■ Описание задания
Замените "Recorded points" на "Marked points" в строках пунктов, начиная с первой строки и заканчивая строкой с "(1202, 132)" включительно. Выпишите эти строки заново, больше ничего в них не меняйте и картинки в ответ не включайте.

----------------

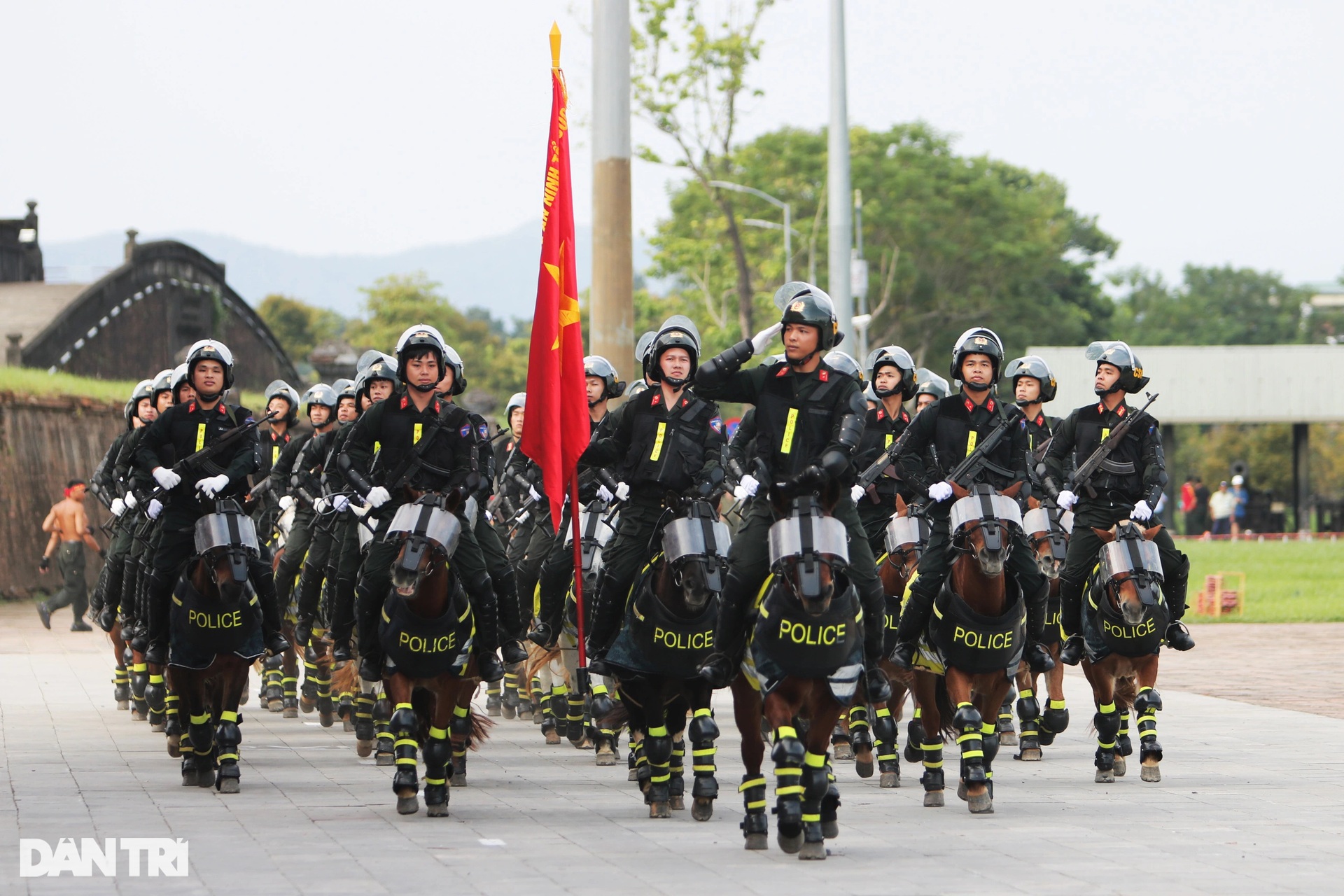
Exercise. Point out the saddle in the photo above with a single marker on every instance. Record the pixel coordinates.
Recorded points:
(788, 643)
(200, 629)
(654, 641)
(426, 648)
(972, 643)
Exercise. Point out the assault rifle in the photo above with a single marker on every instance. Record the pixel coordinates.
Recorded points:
(1082, 476)
(201, 461)
(964, 473)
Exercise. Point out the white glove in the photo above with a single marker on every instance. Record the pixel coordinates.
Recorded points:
(746, 488)
(167, 479)
(213, 485)
(762, 340)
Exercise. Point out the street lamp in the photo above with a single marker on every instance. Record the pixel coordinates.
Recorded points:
(788, 219)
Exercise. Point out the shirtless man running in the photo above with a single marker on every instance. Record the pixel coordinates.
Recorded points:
(70, 532)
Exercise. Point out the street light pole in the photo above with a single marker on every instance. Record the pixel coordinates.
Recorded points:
(777, 203)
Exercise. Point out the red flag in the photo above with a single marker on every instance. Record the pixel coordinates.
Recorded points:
(556, 426)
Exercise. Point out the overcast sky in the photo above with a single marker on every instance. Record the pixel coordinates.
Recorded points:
(1202, 132)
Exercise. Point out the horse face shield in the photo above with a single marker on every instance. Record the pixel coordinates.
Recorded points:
(806, 542)
(995, 517)
(229, 531)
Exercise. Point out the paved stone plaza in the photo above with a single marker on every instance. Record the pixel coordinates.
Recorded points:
(1252, 799)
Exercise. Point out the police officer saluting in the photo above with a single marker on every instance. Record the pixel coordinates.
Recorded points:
(666, 440)
(951, 429)
(1128, 485)
(809, 421)
(426, 445)
(187, 429)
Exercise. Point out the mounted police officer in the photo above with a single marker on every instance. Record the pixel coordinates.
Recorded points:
(1128, 485)
(891, 374)
(186, 429)
(951, 430)
(666, 440)
(426, 445)
(809, 421)
(556, 574)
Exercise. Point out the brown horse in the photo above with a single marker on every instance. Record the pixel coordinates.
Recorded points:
(960, 700)
(428, 629)
(1047, 531)
(1126, 615)
(808, 617)
(211, 690)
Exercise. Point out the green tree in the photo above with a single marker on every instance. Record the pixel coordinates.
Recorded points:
(299, 326)
(495, 363)
(956, 241)
(1212, 307)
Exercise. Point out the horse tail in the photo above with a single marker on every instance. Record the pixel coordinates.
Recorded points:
(1126, 692)
(945, 710)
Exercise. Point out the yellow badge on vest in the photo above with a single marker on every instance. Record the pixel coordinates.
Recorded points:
(657, 442)
(788, 431)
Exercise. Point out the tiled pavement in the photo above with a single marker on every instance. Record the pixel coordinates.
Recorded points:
(1252, 801)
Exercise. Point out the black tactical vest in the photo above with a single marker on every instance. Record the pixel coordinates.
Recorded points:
(792, 431)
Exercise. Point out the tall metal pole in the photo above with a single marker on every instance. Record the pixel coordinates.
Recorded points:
(612, 309)
(838, 181)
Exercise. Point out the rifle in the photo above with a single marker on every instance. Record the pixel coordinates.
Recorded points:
(965, 472)
(1085, 470)
(200, 461)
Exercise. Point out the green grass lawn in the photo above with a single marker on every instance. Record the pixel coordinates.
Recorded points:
(1285, 580)
(24, 381)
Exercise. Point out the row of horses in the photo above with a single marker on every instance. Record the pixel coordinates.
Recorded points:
(799, 694)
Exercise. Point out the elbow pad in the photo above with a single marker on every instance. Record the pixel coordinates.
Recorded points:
(727, 362)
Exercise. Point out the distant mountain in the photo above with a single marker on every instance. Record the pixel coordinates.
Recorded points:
(496, 273)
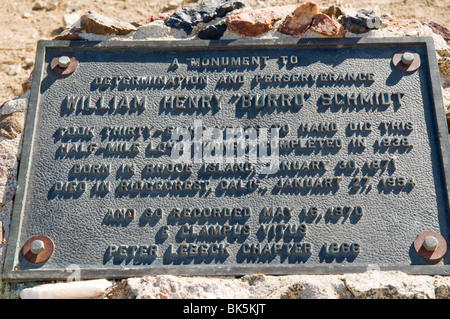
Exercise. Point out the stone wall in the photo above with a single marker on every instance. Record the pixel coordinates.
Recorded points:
(227, 19)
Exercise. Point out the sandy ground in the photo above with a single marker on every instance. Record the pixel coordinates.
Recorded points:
(22, 24)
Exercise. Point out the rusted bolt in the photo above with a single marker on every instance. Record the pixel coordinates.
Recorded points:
(38, 249)
(64, 62)
(430, 246)
(37, 246)
(430, 243)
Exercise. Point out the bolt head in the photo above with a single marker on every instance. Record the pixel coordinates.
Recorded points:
(430, 243)
(407, 58)
(64, 62)
(37, 246)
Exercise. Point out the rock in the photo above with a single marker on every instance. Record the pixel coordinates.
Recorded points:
(69, 290)
(157, 30)
(444, 65)
(38, 5)
(298, 21)
(52, 6)
(442, 287)
(26, 15)
(363, 21)
(12, 124)
(188, 17)
(70, 19)
(254, 22)
(323, 24)
(157, 16)
(14, 105)
(173, 4)
(212, 32)
(332, 12)
(390, 285)
(441, 30)
(172, 287)
(27, 84)
(95, 23)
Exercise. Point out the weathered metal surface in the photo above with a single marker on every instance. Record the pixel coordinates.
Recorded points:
(362, 170)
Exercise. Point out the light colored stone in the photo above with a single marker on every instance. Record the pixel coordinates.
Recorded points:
(172, 287)
(256, 22)
(389, 285)
(11, 125)
(67, 290)
(323, 24)
(69, 19)
(297, 22)
(14, 105)
(442, 287)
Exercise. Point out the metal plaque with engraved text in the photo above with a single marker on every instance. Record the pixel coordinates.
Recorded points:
(228, 158)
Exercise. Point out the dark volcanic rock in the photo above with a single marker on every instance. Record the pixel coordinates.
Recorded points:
(213, 32)
(362, 22)
(188, 17)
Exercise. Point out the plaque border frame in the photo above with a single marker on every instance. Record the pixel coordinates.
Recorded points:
(13, 250)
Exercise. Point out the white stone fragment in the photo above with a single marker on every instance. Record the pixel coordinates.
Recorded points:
(14, 105)
(69, 290)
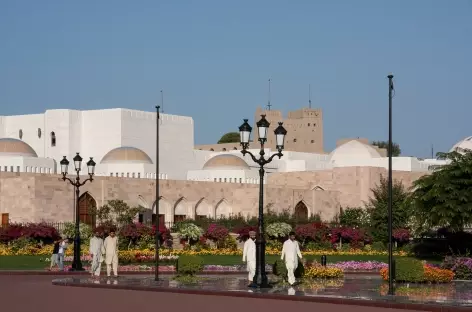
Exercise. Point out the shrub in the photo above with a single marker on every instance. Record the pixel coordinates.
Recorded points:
(437, 275)
(313, 232)
(190, 232)
(243, 232)
(216, 233)
(278, 230)
(355, 237)
(85, 230)
(409, 270)
(39, 232)
(279, 269)
(412, 270)
(378, 246)
(189, 265)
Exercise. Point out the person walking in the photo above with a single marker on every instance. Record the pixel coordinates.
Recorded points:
(61, 253)
(54, 256)
(249, 257)
(95, 250)
(291, 253)
(110, 249)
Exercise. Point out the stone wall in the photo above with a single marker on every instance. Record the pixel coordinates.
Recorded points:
(40, 197)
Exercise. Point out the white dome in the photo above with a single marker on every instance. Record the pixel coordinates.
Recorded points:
(126, 154)
(15, 147)
(226, 162)
(353, 149)
(462, 146)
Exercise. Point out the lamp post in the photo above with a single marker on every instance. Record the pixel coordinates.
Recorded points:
(260, 277)
(391, 264)
(157, 238)
(77, 264)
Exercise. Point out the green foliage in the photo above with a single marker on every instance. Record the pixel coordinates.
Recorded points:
(378, 246)
(278, 229)
(189, 265)
(190, 232)
(85, 230)
(235, 222)
(354, 217)
(444, 199)
(396, 151)
(116, 211)
(377, 208)
(279, 269)
(230, 137)
(409, 270)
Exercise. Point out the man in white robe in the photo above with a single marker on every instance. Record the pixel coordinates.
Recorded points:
(249, 256)
(291, 253)
(110, 249)
(95, 250)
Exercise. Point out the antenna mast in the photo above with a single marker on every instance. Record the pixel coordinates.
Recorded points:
(309, 95)
(162, 101)
(268, 102)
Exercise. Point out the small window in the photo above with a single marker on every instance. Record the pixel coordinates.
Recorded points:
(53, 139)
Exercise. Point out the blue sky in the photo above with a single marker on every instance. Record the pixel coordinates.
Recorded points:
(213, 60)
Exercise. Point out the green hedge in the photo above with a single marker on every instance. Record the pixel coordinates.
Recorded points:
(189, 265)
(279, 269)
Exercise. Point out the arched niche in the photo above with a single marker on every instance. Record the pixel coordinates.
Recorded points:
(301, 211)
(165, 211)
(222, 209)
(87, 209)
(202, 209)
(180, 210)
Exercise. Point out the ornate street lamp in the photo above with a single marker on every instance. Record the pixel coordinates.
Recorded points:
(260, 277)
(77, 264)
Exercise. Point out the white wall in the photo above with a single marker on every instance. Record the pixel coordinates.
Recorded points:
(27, 164)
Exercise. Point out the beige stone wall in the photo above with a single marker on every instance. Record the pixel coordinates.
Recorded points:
(30, 197)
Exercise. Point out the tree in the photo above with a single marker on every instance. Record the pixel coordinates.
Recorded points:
(230, 137)
(377, 207)
(384, 144)
(117, 211)
(444, 198)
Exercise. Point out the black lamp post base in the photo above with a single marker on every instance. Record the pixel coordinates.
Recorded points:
(76, 270)
(77, 267)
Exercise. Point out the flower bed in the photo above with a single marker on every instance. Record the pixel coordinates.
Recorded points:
(131, 254)
(355, 266)
(318, 271)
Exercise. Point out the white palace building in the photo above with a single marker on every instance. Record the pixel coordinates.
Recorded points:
(122, 143)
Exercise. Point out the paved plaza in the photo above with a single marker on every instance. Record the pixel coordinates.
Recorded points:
(37, 293)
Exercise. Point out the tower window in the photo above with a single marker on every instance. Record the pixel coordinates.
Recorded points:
(53, 139)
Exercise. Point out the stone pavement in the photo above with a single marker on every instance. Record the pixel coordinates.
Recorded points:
(359, 291)
(36, 293)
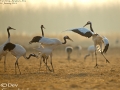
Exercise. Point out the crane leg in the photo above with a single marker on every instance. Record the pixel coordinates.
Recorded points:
(47, 67)
(96, 60)
(5, 64)
(107, 61)
(16, 63)
(51, 62)
(40, 63)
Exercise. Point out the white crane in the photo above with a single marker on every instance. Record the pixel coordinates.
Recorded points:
(97, 39)
(91, 51)
(2, 52)
(17, 51)
(68, 50)
(48, 44)
(79, 48)
(42, 56)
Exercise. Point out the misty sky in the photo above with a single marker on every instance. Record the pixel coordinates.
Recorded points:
(58, 15)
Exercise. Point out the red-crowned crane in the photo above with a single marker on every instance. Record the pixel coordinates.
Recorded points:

----------------

■ Ответ на задание
Exercise. Point out the saddle in the photo above with a single marker on every instance. Record the pixel coordinates.
Marked points:
(788, 643)
(200, 629)
(654, 641)
(426, 648)
(972, 643)
Exercise. Point out the assault rifle in the photo above with a single marker on every instance. Record the pixel coordinates.
Marked points:
(1082, 476)
(201, 461)
(964, 473)
Exercise. Point out the white glove in the photo above with a single marker on every instance. Record the pixel coordinates.
Marked points:
(746, 488)
(167, 479)
(213, 485)
(762, 340)
Exercise. Point out the street lamp in the photo above with a single marker on every instance. Record the pixel coordinates.
Marked points:
(788, 219)
Exercise. Point out the shirtless man running in the photo above with a single marker on every instance. Record the pixel coordinates.
Marked points:
(70, 532)
Exercise. Point out the street light pole in the photo above with a single marker on every instance. Record the pixel coordinates.
Marked points:
(777, 203)
Exercise. Point out the red flag in the photo above with a single marker on every instance. Record the pixel coordinates.
Marked points:
(556, 426)
Exercise. Point out the overcast sky in the photo above with a single marker on every instance. Record the pixel coordinates.
Marked points:
(1202, 132)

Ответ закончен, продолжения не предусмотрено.